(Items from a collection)
-- start --
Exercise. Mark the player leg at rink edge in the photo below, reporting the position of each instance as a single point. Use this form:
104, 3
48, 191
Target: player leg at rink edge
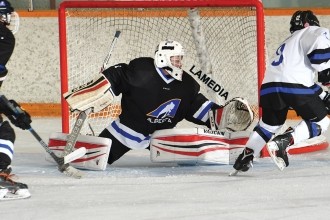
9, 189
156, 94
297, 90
-- end --
= TASK GOAL =
Copy every item above word for word, leaving out the pictures.

= EXERCISE RESPONSE =
Exercise. Mark the player leg at rink edge in the photo below, reporting the position of each instance as a single point. Use this form:
104, 3
48, 191
Target: player leg at rink edge
9, 189
156, 94
297, 90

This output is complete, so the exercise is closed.